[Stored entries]
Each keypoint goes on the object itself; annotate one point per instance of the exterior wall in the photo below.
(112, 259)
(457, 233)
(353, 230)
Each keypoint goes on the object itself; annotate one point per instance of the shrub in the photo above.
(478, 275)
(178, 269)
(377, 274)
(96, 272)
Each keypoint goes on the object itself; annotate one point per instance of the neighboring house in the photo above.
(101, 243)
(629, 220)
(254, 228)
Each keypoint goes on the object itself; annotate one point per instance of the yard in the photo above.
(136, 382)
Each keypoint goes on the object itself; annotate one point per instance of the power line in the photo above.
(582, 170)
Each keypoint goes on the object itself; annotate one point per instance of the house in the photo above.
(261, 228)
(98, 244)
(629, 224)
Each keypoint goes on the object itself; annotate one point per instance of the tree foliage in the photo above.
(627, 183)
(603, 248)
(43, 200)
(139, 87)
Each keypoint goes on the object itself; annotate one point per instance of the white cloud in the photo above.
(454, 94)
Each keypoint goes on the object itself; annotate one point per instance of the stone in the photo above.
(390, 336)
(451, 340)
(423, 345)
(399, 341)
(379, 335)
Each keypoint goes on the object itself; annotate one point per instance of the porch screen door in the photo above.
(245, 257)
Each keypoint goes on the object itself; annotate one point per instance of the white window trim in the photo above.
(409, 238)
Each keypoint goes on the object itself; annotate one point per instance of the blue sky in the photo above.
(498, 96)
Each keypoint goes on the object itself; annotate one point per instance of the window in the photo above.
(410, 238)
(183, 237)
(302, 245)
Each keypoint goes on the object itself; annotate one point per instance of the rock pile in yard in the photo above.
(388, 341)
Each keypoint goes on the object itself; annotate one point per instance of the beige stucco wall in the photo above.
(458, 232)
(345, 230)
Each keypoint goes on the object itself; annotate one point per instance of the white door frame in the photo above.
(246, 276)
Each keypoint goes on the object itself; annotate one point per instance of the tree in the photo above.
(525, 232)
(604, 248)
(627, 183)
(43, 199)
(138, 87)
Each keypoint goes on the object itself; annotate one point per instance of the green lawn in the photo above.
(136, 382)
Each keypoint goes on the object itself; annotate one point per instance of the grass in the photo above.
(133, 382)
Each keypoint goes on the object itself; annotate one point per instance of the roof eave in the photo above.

## Brief
Copy out the whole listing, exactly as written.

## Reply
Each keypoint goes on the object itself; annotate one point per instance of the exterior wall in the photo below.
(112, 259)
(457, 233)
(353, 230)
Each keypoint goes on the object itself; annotate one point per instance of the shrub in the photo above.
(478, 275)
(178, 269)
(377, 274)
(96, 272)
Each keypoint goes on the object itself; annotate one point per instance of the neighboring house in the photo above.
(101, 243)
(629, 220)
(254, 228)
Each keypoint goes on the object itself; annotate one point per instance of the yard in the photo above.
(136, 382)
Each keypoint goes on the object itself; annotate one point per instance of the power line in the photo above.
(582, 170)
Each keypoint goes on the object itself; annotate one point per instance of the house in the photo above.
(261, 228)
(98, 244)
(629, 224)
Each keypoint goes on the object itself; annotate one point per instance of the tree foliage in the photo above.
(627, 183)
(603, 248)
(43, 200)
(139, 87)
Each keypoint goes on the object itself; annotate one point per instance of the white cloud in the photo above.
(454, 94)
Each keypoint goes on the object itself; annotate one point per instance of the stone in the photo above.
(390, 336)
(451, 340)
(423, 345)
(399, 341)
(379, 335)
Each keypoint goes on the object itself; annotate one point per instance of the porch screen door in the photo above.
(245, 257)
Each keypoint goes on the object itself; annotate one point per instance of the white window trim in the photo above.
(409, 238)
Each keypoint goes on the object itself; annotate one point per instance of the blue sky in the photo above.
(498, 96)
Each keypoint goes on the object itself; annotate one point per instance of the window in the photo above.
(410, 238)
(183, 237)
(302, 245)
Each keypoint goes on the object itself; annotate one point per instance of the rock pile in yard in the photo above.
(388, 341)
Each keypoint goes on the object itself; annotate one point per instance of the beige stucco wall in the photo above.
(458, 232)
(345, 230)
Each keypoint goes on the object itself; annotate one point per instance of the white door frame in the photo above.
(246, 276)
Each keypoint goes on the object itself; annotate one point per instance of the tree in the photo above.
(525, 232)
(604, 248)
(627, 183)
(43, 199)
(138, 87)
Each keypoint goes on the object itself; annotate one point per instance of the green lawn in the photo above.
(136, 382)
Each keypoint goes on the object itself; annotate one point per instance of the grass in the photo above.
(133, 382)
Each keypoint goes on the object itself; annotate one point per instance of the roof eave in the photo above.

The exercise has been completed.